## [Texto fornecido]
╔══
16. A massa está a estalar nas juntas das janelas, floreiras, rodapés e portas, sendo necessário colocar silicone;
17. Escorre água no espelho da varanda em frente à cozinha do rés-do-chão.
18. Os chumbadores dos suportes metálicos não estão rematados na sua ligação à parede;
19. Falta limpar pedaços de cimento que foram deixados pelo réu nas pingadeiras da pedra e nas beiras dos anexos;
20. O afastamento da telha junto à chaminé é inferior a 7 cm;
21. Falta fazer caixas de visita conforme acordado para recolher águas das chuvas que se acumula no paralelo em frente às portas da cozinha da cave, dado que o nível do paralelo e da relva;
22. A junta existente na floreira está a desfazer-se, sendo necessário recompô-la;
23. Trabalho de estanhador nas escadas e garagem encontra-se mal executado;
24. Existem algumas telhas partidas;
25. Existem manchas de humidade nos tectos, desconhecendo-se, porém, a sua origem;
26. Existe humidade no anexo das máquinas, bem como na face interior da parede exterior contígua da casa;
27. Pedra a descolar no exterior junto à janela da cozinha no rodapé (sujeita a partir);
28. Na entrada principal o tecto de madeira continua com humidade e está a ficar com bolor, tecto esse que não foi colocado pelo réu;
29. Na entrada exterior da casa (rua) existem manchas de bolores no passeio;
30. Os tubos no passeio exterior (rua) estão à vista, sendo que o cimento desapareceu;
31. No WC dos anexos existem dois azulejos descolados e um partido;
32. Existem manchas de humidade nas paredes dos anexos junto ao solo;
33. Há pequenos remates a corrigir nas floreiras;
34. O tubo de queda de da cobertura do canil não se encontra rematado;
35. Os autores têm sofrido aborrecimentos e arrelias;
36. Aquando da recepção da obra por parte dos autores, uma vistoria geral à obra realizada
37. A junta existente na floreira foi realizada de acordo com o que o autor marido pretendeu e contra a vontade do réu;
38. Os trabalhos aludidos em 10 foram facturados pelo réu em 6.10.2003.

Foram colhidos os vistos.

Conhecendo,
1. Alteração da matéria de facto.
2. Ónus da prova.
3. Nexo de causalidade.
4. Conclusões.


1. Alteração da matéria de facto

Em primeira linha, os recorrentes insurgem-se contra a alteração da matéria de facto pela Relação, quanto às respostas aos quesitos 41, 42, 43 e 44.

Sem razão, porém.

Cumpre às instâncias apurar a matéria de facto relevante para a solução do litígio, só a Relação podendo emitir um juízo de censura sobre o apurado pela 1.ª instância.

O Supremo Tribunal de Justiça, e salvo situações de excepção legalmente previstas, só conhece matéria de direito, sendo que, no âmbito do recurso de revista, o modo como a Relação fixou os factos materiais só é sindicável se foi aceite um facto sem produção do tipo de prova para tal legalmente imposto, ou se tiverem sido incumpridos os preceitos reguladores da força probatória certos meios de prova (artigo 722.º, n.º 2 do Código de Processo Civil) podendo, no limite, mandar ampliar a decisão sobre a matéria de facto (artigo 729.º, n.º 3).
╚══
## [Dados fornecidos]
╔══
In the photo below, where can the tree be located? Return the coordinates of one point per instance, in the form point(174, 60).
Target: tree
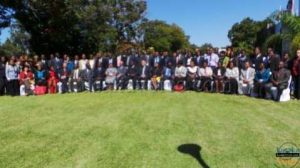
point(8, 48)
point(291, 33)
point(164, 37)
point(77, 26)
point(243, 35)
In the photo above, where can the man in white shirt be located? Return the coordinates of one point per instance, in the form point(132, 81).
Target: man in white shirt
point(180, 73)
point(205, 74)
point(246, 79)
point(211, 58)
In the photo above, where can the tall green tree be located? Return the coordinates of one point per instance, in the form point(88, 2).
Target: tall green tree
point(77, 26)
point(163, 36)
point(244, 34)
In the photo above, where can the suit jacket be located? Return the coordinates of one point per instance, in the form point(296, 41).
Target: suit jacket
point(248, 75)
point(281, 76)
point(199, 60)
point(87, 75)
point(223, 71)
point(147, 72)
point(273, 63)
point(2, 70)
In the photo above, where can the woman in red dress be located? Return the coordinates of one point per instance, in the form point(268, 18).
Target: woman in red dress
point(52, 81)
point(26, 78)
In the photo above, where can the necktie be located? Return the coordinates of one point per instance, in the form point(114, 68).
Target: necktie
point(144, 68)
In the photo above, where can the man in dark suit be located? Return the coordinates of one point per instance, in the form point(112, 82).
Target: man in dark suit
╚══
## [Objetivo indicado]
Escreva a continuação do acórdão sobre os defeitos da obra, começando logo após a última frase apresentada.

## [Problema resolvido]
À Relação cabe, assim, a última palavra, só a esta instância competindo censurar as respostas ao questionário ou anular a decisão proferida na 1.ª instância, através do exercício dos poderes conferidos pelos n.ºs 1 e 4 do artigo 712.º do diploma citado.

Em consequência, o tribunal de revista limita-se a aplicar os factos definitivamente fixados pelo tribunal recorrido, o regime jurídico adequado – cf. o artigo 26.º da Lei de Organização e Funcionamento dos Tribunais Judiciais – aprovada pela Lei n.º 3/99, de 13 de Janeiro e, entre muitos outros, os Acórdãos do Supremo Tribunal de Justiça de 17 de Março de 2005 – 05B2682, de 18 de Abril de 2006 – 06 A871, e de 18 de Maio de 2006 – 06 A1248.

A Relação fez uso da faculdade do n.º 1 do artigo 712.º do Código de Processo Civil, sendo a validade intrínseca do uso desse poder insindicável, como resulta do n.º 6 daquele preceito (na redacção do Decreto-Lei n.º 375-A/99, de 20 de Setembro).

O Supremo Tribunal nunca poderia, pois, sindicar a alteração em si mas apenas a legalidade da mesma, apurando se a Relação podia alterar as respostas sem subverter os princípios do direito probatório.

É que só essa averiguação, por se prender com a aplicação de normas jurídicas, é matéria de direito, tal como o é quando (e nos termos acima referidos) o STJ lança mão da faculdade do n.º 3 do artigo 729.º do Código de Processo Civil pois, então, apenas censura tacitamente o não uso pela Relação dos poderes de alteração da decisão de facto, ao entender que a mesma deve ser ampliada em ordem a constituir base suficiente para a decisão de direito ou que ocorrem contradições naquela decisão que inviabilizam o julgamento jurídico do pleito.

Mas tal não acontece “in casu” pelo que fica a valer a regra do n.º 2 do mesmo artigo 729.º, quedando intocada a factualidade provada, pois, e insiste-se, o eventual erro na apreciação das provas, isto é, a decisão da matéria de facto baseada nos meios de prova produzidos e de livre apreciação do julgador, não cabe no âmbito do recurso de revista.

Apenas e “ex abundantia” se dirá que a referência a uma eventual transacção “abortada” irreleva para afastar as conclusões ora alcançadas.

2- Ónus da prova

2.1 De seguida, os recorrentes defendem cumprir aos Autores a prova de que os defeitos encontrados na obra são imputáveis à actuação do Réu/marido.

Na sua contra alegação os recorridos insistem cumprir aos recorrentes a demonstração que os defeitos encontrados não eram da sua responsabilidade.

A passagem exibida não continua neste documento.